Exactly the lines from the top of the records below through the one containing "Highlight microphone grille." must be set down, with no line added or dropped.

(Beginning of Provided records)

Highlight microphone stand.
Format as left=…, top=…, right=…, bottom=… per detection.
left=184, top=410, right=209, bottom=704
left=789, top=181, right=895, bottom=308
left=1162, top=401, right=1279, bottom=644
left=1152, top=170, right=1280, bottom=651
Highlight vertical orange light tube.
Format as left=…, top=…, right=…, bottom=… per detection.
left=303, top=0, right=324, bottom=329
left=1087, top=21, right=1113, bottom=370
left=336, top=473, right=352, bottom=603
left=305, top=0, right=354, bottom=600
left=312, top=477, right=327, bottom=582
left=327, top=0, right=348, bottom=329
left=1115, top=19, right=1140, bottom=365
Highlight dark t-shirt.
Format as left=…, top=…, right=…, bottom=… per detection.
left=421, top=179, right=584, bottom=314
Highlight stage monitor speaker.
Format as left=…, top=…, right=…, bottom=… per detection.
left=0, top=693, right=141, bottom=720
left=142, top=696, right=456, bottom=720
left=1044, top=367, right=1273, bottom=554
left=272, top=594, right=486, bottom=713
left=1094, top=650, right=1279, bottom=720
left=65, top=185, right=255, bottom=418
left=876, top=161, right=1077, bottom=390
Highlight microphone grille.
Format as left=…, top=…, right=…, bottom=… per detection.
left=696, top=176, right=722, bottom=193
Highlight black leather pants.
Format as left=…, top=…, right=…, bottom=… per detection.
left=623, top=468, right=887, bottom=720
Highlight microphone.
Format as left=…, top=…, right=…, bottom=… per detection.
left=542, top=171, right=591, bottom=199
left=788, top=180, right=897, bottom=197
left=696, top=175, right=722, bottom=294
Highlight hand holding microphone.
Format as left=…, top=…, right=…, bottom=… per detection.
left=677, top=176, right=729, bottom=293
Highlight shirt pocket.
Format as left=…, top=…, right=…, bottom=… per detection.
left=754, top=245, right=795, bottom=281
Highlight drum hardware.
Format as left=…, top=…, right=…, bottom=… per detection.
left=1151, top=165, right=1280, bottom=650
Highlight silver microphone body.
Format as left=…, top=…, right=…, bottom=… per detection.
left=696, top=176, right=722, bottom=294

(End of Provided records)

• **Written response**:
Highlight microphone stand.
Format as left=…, top=…, right=…, bottom=… per detection.
left=184, top=410, right=209, bottom=704
left=789, top=181, right=895, bottom=308
left=1162, top=401, right=1279, bottom=644
left=1152, top=170, right=1280, bottom=651
Highlight vertical orange light tube.
Format as left=…, top=…, right=…, bottom=… per detection.
left=303, top=0, right=324, bottom=329
left=1087, top=21, right=1113, bottom=370
left=336, top=473, right=352, bottom=603
left=305, top=0, right=354, bottom=600
left=312, top=477, right=327, bottom=582
left=327, top=0, right=348, bottom=329
left=1115, top=19, right=1140, bottom=365
Highlight dark t-shirt.
Format as left=…, top=…, right=…, bottom=… per detection.
left=421, top=179, right=584, bottom=314
Highlight stage monitor speaker.
Format as left=…, top=…, right=…, bottom=… per detection.
left=0, top=693, right=141, bottom=720
left=142, top=696, right=456, bottom=720
left=1044, top=367, right=1273, bottom=554
left=272, top=594, right=486, bottom=713
left=1094, top=650, right=1279, bottom=720
left=65, top=185, right=255, bottom=418
left=876, top=161, right=1077, bottom=390
Highlight microphone grille.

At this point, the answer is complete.